■ PROVIDED RECORDS ■
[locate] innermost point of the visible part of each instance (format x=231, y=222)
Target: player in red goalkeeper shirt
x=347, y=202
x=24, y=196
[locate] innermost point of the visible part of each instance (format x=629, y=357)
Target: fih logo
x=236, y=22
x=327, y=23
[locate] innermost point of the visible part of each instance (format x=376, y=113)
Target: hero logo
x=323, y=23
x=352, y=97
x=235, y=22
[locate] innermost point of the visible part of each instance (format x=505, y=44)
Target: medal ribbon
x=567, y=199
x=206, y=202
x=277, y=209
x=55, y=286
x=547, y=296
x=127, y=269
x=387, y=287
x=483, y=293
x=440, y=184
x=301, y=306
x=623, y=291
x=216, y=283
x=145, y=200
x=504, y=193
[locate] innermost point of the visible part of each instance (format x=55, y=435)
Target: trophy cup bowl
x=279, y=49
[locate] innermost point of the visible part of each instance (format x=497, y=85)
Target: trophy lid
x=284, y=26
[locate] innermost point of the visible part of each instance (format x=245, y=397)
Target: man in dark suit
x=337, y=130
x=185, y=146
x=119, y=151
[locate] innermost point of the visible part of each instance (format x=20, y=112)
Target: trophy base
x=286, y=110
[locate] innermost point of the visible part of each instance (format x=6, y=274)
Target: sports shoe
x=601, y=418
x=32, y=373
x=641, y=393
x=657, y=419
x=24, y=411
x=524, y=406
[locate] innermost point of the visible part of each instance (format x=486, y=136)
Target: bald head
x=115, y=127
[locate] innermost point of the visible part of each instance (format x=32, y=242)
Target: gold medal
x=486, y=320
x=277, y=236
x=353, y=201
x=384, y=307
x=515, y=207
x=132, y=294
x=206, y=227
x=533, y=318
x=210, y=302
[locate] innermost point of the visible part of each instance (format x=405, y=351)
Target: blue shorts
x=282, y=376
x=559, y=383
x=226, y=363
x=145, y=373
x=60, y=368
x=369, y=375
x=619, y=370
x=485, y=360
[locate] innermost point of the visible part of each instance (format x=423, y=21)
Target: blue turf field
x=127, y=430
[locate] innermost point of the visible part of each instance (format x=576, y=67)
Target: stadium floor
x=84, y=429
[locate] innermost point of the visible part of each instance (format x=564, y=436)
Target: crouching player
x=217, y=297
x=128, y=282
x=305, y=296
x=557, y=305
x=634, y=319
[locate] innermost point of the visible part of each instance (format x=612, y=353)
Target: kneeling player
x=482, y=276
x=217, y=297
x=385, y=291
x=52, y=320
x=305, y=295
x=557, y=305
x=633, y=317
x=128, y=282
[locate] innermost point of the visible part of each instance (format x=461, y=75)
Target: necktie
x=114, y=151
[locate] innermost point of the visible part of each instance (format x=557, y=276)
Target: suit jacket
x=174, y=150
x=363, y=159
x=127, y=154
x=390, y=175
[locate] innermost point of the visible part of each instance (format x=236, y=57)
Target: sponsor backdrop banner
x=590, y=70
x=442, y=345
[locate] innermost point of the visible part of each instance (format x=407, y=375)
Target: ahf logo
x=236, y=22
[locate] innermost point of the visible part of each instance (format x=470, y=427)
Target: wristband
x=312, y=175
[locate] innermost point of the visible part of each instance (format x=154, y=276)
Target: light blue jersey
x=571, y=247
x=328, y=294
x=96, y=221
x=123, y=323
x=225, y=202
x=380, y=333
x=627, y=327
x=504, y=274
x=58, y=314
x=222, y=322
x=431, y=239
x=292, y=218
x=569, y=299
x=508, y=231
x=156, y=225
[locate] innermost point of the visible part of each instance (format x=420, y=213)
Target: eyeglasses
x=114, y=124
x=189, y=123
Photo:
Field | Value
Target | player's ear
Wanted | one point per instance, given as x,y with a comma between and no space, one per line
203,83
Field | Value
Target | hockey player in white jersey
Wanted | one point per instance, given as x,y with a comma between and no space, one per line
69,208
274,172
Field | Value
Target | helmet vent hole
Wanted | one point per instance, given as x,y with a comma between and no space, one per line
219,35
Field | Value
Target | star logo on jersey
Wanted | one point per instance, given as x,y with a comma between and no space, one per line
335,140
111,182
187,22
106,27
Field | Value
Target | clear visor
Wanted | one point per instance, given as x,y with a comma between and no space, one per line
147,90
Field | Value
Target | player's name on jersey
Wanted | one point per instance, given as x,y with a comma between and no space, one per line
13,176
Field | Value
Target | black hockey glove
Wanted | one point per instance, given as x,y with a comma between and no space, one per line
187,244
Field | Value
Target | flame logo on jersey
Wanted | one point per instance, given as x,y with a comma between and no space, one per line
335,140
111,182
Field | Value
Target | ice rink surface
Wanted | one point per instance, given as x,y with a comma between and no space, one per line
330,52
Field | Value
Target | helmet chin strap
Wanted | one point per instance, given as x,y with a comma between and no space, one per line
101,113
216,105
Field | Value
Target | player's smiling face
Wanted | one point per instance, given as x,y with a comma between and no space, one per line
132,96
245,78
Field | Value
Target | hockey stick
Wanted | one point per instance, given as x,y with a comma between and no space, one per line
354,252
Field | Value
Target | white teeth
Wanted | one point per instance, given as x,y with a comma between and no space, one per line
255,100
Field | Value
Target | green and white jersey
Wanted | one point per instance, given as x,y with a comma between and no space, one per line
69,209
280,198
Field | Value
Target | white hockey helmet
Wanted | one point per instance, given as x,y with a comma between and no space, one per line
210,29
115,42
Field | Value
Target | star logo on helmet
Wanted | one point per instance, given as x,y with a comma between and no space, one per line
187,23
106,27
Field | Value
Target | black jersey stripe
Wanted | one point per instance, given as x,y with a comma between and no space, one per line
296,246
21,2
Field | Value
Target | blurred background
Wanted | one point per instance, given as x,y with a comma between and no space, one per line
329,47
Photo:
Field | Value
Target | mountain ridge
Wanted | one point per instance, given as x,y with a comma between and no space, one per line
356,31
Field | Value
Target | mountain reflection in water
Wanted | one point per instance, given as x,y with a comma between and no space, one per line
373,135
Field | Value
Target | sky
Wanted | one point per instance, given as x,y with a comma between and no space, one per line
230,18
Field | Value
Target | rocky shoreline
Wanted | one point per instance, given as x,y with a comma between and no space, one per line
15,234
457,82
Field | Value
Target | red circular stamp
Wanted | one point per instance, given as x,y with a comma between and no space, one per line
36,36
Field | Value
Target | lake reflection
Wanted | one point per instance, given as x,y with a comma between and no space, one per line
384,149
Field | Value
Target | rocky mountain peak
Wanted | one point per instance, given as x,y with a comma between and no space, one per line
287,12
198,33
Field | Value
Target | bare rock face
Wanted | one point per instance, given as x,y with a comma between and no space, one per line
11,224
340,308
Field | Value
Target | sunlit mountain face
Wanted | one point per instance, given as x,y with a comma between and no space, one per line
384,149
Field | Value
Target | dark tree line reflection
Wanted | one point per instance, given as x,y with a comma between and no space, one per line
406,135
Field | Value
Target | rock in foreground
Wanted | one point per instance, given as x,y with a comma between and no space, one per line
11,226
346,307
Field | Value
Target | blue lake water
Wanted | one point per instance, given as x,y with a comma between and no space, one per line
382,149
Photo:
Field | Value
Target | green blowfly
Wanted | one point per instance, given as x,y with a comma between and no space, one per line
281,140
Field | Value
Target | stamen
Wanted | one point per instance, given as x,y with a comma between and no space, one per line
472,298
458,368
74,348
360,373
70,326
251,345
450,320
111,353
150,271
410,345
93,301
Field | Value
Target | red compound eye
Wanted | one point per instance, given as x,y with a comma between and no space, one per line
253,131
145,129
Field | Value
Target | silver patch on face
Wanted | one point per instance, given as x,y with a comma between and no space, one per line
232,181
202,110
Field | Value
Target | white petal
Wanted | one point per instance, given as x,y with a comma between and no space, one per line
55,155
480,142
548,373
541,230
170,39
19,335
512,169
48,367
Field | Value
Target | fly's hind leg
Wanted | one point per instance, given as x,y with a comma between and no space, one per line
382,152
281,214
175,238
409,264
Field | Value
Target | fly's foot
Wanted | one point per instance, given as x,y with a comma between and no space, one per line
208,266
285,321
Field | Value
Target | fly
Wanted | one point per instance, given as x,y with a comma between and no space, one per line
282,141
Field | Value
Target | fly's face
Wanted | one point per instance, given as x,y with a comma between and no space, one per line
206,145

■ PROBLEM DETAILS ■
Which lines above carry the string "rocky"? Copy those lines.

■ SOLUTION TO THIS EXERCISE ■
Target | rocky shoreline
Target | rocky mountain peak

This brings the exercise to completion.